The uninsured rate for low-income adults has decreased in the last several years across America, thanks in large part to the Affordable Care Act. But small towns and rural areas of states that have expanded Medicaid have seen the sharpest decline in uninsured rates. That’s one of the findings of a new report from the Georgetown University Center for Children and Families and the University of North Carolina Rural Health Research Program.

The report found that the uninsured rate for low-income citizen adults living in small towns and rural areas dropped 19 percentage points – from 35 percent in 2008-2009 to 16 percent in 2015-2016 – in states that expanded Medicaid coverage. That’s more than three times the 6 percentage point drop seen in states that did not expand Medicaid, where uninsured rates fell from 38 percent to 32 percent over the same time period. These figures highlight the importance of Medicaid expansion in rural areas: not only did states that expanded Medicaid see their uninsured rate for rural populations cut in half, but the uninsured rate for these folks in non-expansion states remains double that of the same population in expansion states. Similarly, datareleased by the U.S. Census Bureau earlier this month showed that overall uninsured rates in non-expansion states was nearly double that of expansion states.

The report notes that states that experienced the biggest drop in uninsured rates for low-income adults living in small towns and rural areas are Arkansas, Colorado, Connecticut, Hawaii, Kentucky, Michigan, Nevada, New Mexico, Oregon and West Virginia. On the flip side, non-expansion states with the highest rate of uninsured low-income adults in rural areas are South Dakota, Georgia, Oklahoma, Florida, Texas, Alabama, Missouri, and Mississippi. See how your state compared here.

The report also looked at disparities between rural areas and metro areas. The findings: there is little to no difference in the uninsured rate for low-income adults in many Medicaid expansion states, while several non-expansion states saw rural uninsured rates 10 or more percentage points higher than those in metro areas.

The Washington Post compared the report’s findings to county-by-county voting data in states that didn’t expand Medicaid, and “found that rural counties that lack health-care coverage overwhelmingly voted for Trump in 2016.” As we know, the Trump Administration has been pushing to gut the Affordable Care Act, and in their latest act of doing so, is encouraging states to add harsh time limits to Medicaid in the form of strict work and reporting requirements. These new findings show that the Trump efforts will hit rural counties with his own supporters hard.

As our friends at the Center on Budget and Policy Priorities point out, rural areas face higher unemployment, lower labor force participation rates, and higher levels of part-time work, often with variable hours; this makes it more likely that large numbers of people in rural areas will lose coverage if a work requirement is in place. Online reporting requirements will also pose a problem, especially in rural areas where internet access can be spotty. Low-income rural residents already face less access to medical and social services. Our state and national elected officials should be expanding health care access to Americans living in rural areas, not making it harder for our rural neighbors to get the health care they need.

== Data to examine ==
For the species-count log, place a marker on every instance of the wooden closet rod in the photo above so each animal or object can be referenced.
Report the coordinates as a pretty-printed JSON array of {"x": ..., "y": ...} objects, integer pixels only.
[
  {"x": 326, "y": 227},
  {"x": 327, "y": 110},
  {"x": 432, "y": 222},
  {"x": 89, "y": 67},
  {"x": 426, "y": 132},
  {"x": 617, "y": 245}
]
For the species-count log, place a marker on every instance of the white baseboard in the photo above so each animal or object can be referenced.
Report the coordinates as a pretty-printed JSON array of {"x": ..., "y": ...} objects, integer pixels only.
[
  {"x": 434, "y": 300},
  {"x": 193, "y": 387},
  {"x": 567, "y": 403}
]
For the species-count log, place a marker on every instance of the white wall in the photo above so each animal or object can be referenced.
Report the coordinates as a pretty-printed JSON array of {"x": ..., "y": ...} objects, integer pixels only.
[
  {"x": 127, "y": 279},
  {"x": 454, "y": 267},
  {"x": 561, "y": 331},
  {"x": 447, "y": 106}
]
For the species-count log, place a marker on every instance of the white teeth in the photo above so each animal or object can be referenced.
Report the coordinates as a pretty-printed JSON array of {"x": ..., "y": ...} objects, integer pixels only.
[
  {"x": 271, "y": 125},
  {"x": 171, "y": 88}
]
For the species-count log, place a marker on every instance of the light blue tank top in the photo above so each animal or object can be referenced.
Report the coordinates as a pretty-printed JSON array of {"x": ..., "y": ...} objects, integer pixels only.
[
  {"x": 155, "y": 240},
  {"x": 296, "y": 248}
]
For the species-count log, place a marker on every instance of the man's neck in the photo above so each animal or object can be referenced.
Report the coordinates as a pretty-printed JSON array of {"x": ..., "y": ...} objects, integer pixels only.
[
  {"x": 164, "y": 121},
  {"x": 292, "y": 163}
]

== Directions for this task ==
Restate the passage on rural uninsured rates, starting with "The report also" and going on through "in metro areas.", changing "metro areas" to "urban areas" wherever it appears.

== Result for this task ==
The report also looked at disparities between rural areas and urban areas. The findings: there is little to no difference in the uninsured rate for low-income adults in many Medicaid expansion states, while several non-expansion states saw rural uninsured rates 10 or more percentage points higher than those in urban areas.